* **QUOTED TEXT**:

===============

In Forging ahead, falling behind and fighting back, Crafts provides a macroeconomic perspective on the British economy from 1750 to today. The word macro is advisory. Crafts surveys the British economy from 1000 feet, through the lens of growth theory and growth accounting. The upside of this approach is that he delivers a lot of insight in a small number of pages. Readers looking for discussions of individual inventors, innovations, politicians, or discussion of specific policy decisions can look elsewhere.

The first part of the book provides an overview of the Crafts-Harley view of the British Industrial Revolution. This view emphasizes the limited scope of economic change in the early 19th century. On the eve of the Industrial Revolution, the British economy already had a comparatively modern structure, with many individuals working outside agriculture. Growth between 1770 and 1850 was highly reliant on a few key sectors and TFP growth was modest (0.4% a year). Most workers remained employed in traditional sectors of the economy. It took until the second half of the 19th century for the benefits of steam, the general purpose technology of the age, to fully diffuse through the economy. Nonetheless, from a long-run perspective, the achievements of this period, a small but sustained increases in per capita GDP despite rapid population growth, were indeed revolutionary.

An important theme of the book is institutional path dependency. Characteristics of Britain’s early position as an industrial leader continued to shape its political economy down to the end of the 20th century. Crafts mentions two interesting instances of this. First, Britain’s precocious reliance on food imports from the early 19th century onwards left a legacy that was favorable of free trade. Elsewhere in the world democratization in the late 19th century often led to protectionism, but in Britain, it solidified support for free trade because, after the expansion of the franchise, the median voter was an urban worker dependent on cheap imported bread. Second, industrial relationships were shaped the nature of the economy in the 19th century. Britain thus inherited a strong tradition of craft unions that would have consequences in conflicts between labor and capital in the 20th century.

The second part of the book considers the late Victorian, Edwardian, and inter-war periods. It was in the late 19th century that the United States overtook Britain. A venerable scholarship has identified this period as one of economic failure. Crafts, however, largely follows McCloskey in exonerating Edwardian Britain from the charge of economic failure. The presence of fierce competition limited managerial inefficiencies in most areas of the economy; though there were notable failures in sectors where competition was limited such as the railways. The main policies errors in this area were thus ones of omission rather than commission: more could have been done to invest in R&D and support basic science – an area where the US certainly invested in more than the UK.

The seeds of failure, for Crafts, were sown in the interwar period. Traditionally these years have been viewed relatively favorably by economic historians, as the 1930s saw a shift away from Industrial Revolution patterns of economic activity and investment in new sectors. However, in a comparative light, TFP growth in the interwar period was significantly slower than in the US. The new industries did not establish a strong export position. This period also saw the establishment of a managed economy, in which policymakers acceded to a marked decline in market competition. Protectionism and cartelization kept profits high but at a cost of long-run productivity growth that would only be fully revealed in the post-war period.

===============

* **STORED ROWS**:
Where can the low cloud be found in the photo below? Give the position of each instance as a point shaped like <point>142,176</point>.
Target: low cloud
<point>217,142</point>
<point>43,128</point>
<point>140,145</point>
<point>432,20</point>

===============

* **WHAT YOU NEED TO DO**:
(1) Copy word for word the stretch of the book review from "The second part" through "than the UK.".
(2) Resume the review of Crafts's book on the British economy, carrying it on from its final sentence.

* **RESPONSES IN ORDER**:
(1)
The second part of the book considers the late Victorian, Edwardian, and inter-war periods. It was in the late 19th century that the United States overtook Britain. A venerable scholarship has identified this period as one of economic failure. Crafts, however, largely follows McCloskey in exonerating Edwardian Britain from the charge of economic failure. The presence of fierce competition limited managerial inefficiencies in most areas of the economy; though there were notable failures in sectors where competition was limited such as the railways. The main policies errors in this area were thus ones of omission rather than commission: more could have been done to invest in R&D and support basic science – an area where the US certainly invested in more than the UK.

(2)
Most economic historians view the postwar period through the lens of Les Trente Glorieuses. But in Britain, it has long been recognized that this was an era of missed opportunities. Simple growth accounting suggests that Britain underperformed relative to its European peers. Thus though the British economy grew faster in these years than in any other period; it is in this period that Britain’s relative failure should be located.

Crafts examines this failure using insights from the literature on “varieties of capitalism” which contrasts coordinated market economies like West Germany with liberal market economies like the United States or Britain. In the favorable conditions of postwar recovery and growth, coordinated market economies saw labor cooperate with capital enabling both high investment and wage restraint. Britain, however, lacked the corporatist trade unions of France or West Germany. As a legacy of the Industrial Revolution, it inherited a diverse set of overlapping craft unions which could not internalize the benefits of wage restraint and often opposed new technologies or managerial techniques. Britain functioned as a dysfunctional liberal market economy, one that became increasingly sclerotic as the 1960s passed into the 1970s.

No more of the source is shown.